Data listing
==============================

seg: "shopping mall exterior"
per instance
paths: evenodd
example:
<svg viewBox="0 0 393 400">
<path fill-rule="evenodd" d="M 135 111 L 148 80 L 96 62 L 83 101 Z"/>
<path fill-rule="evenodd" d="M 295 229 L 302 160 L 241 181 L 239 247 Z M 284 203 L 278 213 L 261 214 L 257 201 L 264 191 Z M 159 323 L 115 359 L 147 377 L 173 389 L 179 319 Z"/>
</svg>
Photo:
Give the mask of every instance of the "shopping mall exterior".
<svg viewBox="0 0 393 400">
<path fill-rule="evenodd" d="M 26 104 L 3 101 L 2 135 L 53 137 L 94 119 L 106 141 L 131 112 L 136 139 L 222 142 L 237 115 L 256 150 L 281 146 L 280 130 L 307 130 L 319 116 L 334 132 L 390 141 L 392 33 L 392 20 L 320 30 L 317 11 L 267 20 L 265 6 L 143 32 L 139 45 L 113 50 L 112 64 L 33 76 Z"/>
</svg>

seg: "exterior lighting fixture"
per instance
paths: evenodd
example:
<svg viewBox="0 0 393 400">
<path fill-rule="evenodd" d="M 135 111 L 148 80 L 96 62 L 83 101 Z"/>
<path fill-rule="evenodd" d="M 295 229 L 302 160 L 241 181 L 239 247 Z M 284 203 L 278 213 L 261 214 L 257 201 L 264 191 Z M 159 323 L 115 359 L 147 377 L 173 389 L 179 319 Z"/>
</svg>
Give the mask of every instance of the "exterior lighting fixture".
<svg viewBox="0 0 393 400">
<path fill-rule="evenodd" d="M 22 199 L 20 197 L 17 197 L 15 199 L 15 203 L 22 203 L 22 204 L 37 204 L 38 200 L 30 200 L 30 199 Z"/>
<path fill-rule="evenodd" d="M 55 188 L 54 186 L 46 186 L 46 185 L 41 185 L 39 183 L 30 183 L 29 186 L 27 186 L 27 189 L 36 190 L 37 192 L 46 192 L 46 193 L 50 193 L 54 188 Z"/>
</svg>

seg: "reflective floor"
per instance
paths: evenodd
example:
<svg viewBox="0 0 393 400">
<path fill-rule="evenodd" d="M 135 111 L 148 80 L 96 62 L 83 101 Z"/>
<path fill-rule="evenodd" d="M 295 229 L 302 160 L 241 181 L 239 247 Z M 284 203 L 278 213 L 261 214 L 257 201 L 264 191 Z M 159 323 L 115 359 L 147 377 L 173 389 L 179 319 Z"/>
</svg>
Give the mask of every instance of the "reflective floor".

==============================

Reproduce every one of the records above character for character, changing nothing.

ANSWER TO THIS TASK
seg: "shopping mall exterior"
per instance
paths: evenodd
example:
<svg viewBox="0 0 393 400">
<path fill-rule="evenodd" d="M 135 111 L 148 80 L 96 62 L 83 101 Z"/>
<path fill-rule="evenodd" d="M 295 229 L 302 160 L 241 181 L 239 247 Z M 284 203 L 278 213 L 261 214 L 257 201 L 264 191 Z M 159 323 L 115 359 L 147 377 L 173 389 L 179 319 Z"/>
</svg>
Photo:
Give the mask of every instance of the "shopping mall exterior".
<svg viewBox="0 0 393 400">
<path fill-rule="evenodd" d="M 26 104 L 3 101 L 2 135 L 53 137 L 94 119 L 106 141 L 131 112 L 136 139 L 222 142 L 237 115 L 256 150 L 281 146 L 280 130 L 307 130 L 319 116 L 334 132 L 390 141 L 392 33 L 392 20 L 320 30 L 317 11 L 267 20 L 265 6 L 143 32 L 139 45 L 113 50 L 112 64 L 33 76 Z"/>
</svg>

seg: "exterior lighting fixture"
per instance
paths: evenodd
example:
<svg viewBox="0 0 393 400">
<path fill-rule="evenodd" d="M 135 111 L 148 80 L 96 62 L 83 101 Z"/>
<path fill-rule="evenodd" d="M 295 229 L 302 160 L 241 181 L 239 247 Z M 284 203 L 278 213 L 261 214 L 257 201 L 264 191 Z M 159 323 L 115 359 L 147 377 L 173 389 L 179 319 Z"/>
</svg>
Give the mask of every instance of the "exterior lighting fixture".
<svg viewBox="0 0 393 400">
<path fill-rule="evenodd" d="M 22 199 L 20 197 L 17 197 L 15 199 L 15 203 L 22 203 L 22 204 L 37 204 L 38 200 L 30 200 L 30 199 Z"/>
<path fill-rule="evenodd" d="M 55 188 L 54 186 L 46 186 L 46 185 L 41 185 L 39 183 L 30 183 L 29 186 L 27 186 L 27 189 L 36 190 L 37 192 L 46 192 L 46 193 L 50 193 L 54 188 Z"/>
</svg>

seg: "reflective floor"
per instance
paths: evenodd
example:
<svg viewBox="0 0 393 400">
<path fill-rule="evenodd" d="M 135 111 L 148 80 L 96 62 L 83 101 Z"/>
<path fill-rule="evenodd" d="M 295 229 L 302 160 L 241 181 L 239 247 Z M 284 203 L 278 213 L 261 214 L 257 201 L 264 191 Z M 159 323 L 115 359 L 147 377 L 173 389 L 179 319 Z"/>
</svg>
Give the mask of every instance of the "reflective floor".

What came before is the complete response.